Texto extraído ::
■ ■ ■
La felicidad siempre habrá que pensarla como algo perdido, co­mo bella lejanía. No puede ser más que una premonición a la que no­sotros reaccionamos con lágrimas en los ojos, sin llegar a ella. Todo lo otro pertenece, en todo caso, a la «falsa vida». Lo que domina es el mundo de los padres, que siempre están horriblemente de acuerdo con el granito de las abstracciones convertido en sistema. En Adorno, la negación de lo masculino fue tan lejos que del nombre de su pa­dre sólo conservó una letra: la W. Sin embargo, el camino al Wiesengrund no tiene por qué ser precisamente un camino perdido*.

Desde la disolución del movimiento estudiantil estamos asistien­do a un estancamiento de la teoría. Efectivamente, hay más erudi­ción y «nivel» que antes, pero las inspiraciones son sordas. El opti­mismo de «entonces», que creía que se podrían mediatizar intereses vitales a través de los esfuerzos de teoría social, hace tiempo que es­tá muerto. Sin este optimismo, de repente queda de manifiesto qué aburrida puede ser la sociología. Para el bando ilustrado, después de la debacle del accionismo de «izquierdas», del terror y de su mul­tiplicación mediante el antiterror, el mundo giraba en círculos. Ha­bía querido posibilitar un trabajo de luto sobre la historia alemana para todos y finalizó en la propia melancolía. Parece como si la crí­tica se hubiera hecho todavía más imposible de lo que pensaba Benjamin. El «talante» crítico sigue de una manera nostálgica hacia dentro, en una pequeña floricultura filológica en la que se cultivan las azucenas benjaminianas, las flores del mal pasolinianas y las ce­rezas silvestres freudianas.
La crítica, en todos los sentidos de la palabra, está atravesando días grises. De nuevo ha surgido una época de la crítica del atuendo en la que las actitudes críticas se supeditan a los roles profesionales. Criticismo de responsabilidad limitada, ilustracionismo como factor de éxito: una actitud en el punto de encuentro de nuevos conformis­mos y antiguas ambiciones. Ya en Tucholsky, «ya entonces», se podía sentir el vacío de una crítica que quiere acentuar las propias desilu­siones. Ella sabe que el éxito no es ni mucho menos un efecto y sigue escribiendo brillantemente aunque no sirva para nada y se hagan oí­dos sordos. De esta experiencia que se ha convertido casi en general se alimentan los cinismos latentes de los ilustrados actuales.
■ ■ ■
Datos registrados ::
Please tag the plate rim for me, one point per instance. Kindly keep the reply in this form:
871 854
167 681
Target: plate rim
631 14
■ ■ ■
Trabajo a realizar ::
1. Resume en menos palabras el párrafo del texto extraído que empieza por "La crítica, en todos los sentidos de la palabra", sin perder sus hechos principales.
2. Devuelve, copiado sin cambios, el pasaje del texto extraído que va desde "La crítica, en" hasta "los ilustrados actuales.", este incluido.

Resultados del ejercicio ::
1. La crítica atraviesa días grises. Ha vuelto una época en que las actitudes críticas se supeditan a los roles profesionales. Es un criticismo de responsabilidad limitada, con el ilustracionismo como factor de éxito, entre nuevos conformismos y antiguas ambiciones. Ya en Tucholsky se notaba el vacío de una crítica que quiere acentuar sus propias desilusiones. Esa crítica sabe que el éxito no es un efecto, y aun así sigue escribiendo brillantemente aunque no sirva para nada y no se la escuche. De esta experiencia, casi general, se alimentan los cinismos latentes de los ilustrados actuales.

2.
La crítica, en todos los sentidos de la palabra, está atravesando días grises. De nuevo ha surgido una época de la crítica del atuendo en la que las actitudes críticas se supeditan a los roles profesionales. Criticismo de responsabilidad limitada, ilustracionismo como factor de éxito: una actitud en el punto de encuentro de nuevos conformis­mos y antiguas ambiciones. Ya en Tucholsky, «ya entonces», se podía sentir el vacío de una crítica que quiere acentuar las propias desilu­siones. Ella sabe que el éxito no es ni mucho menos un efecto y sigue escribiendo brillantemente aunque no sirva para nada y se hagan oí­dos sordos. De esta experiencia que se ha convertido casi en general se alimentan los cinismos latentes de los ilustrados actuales.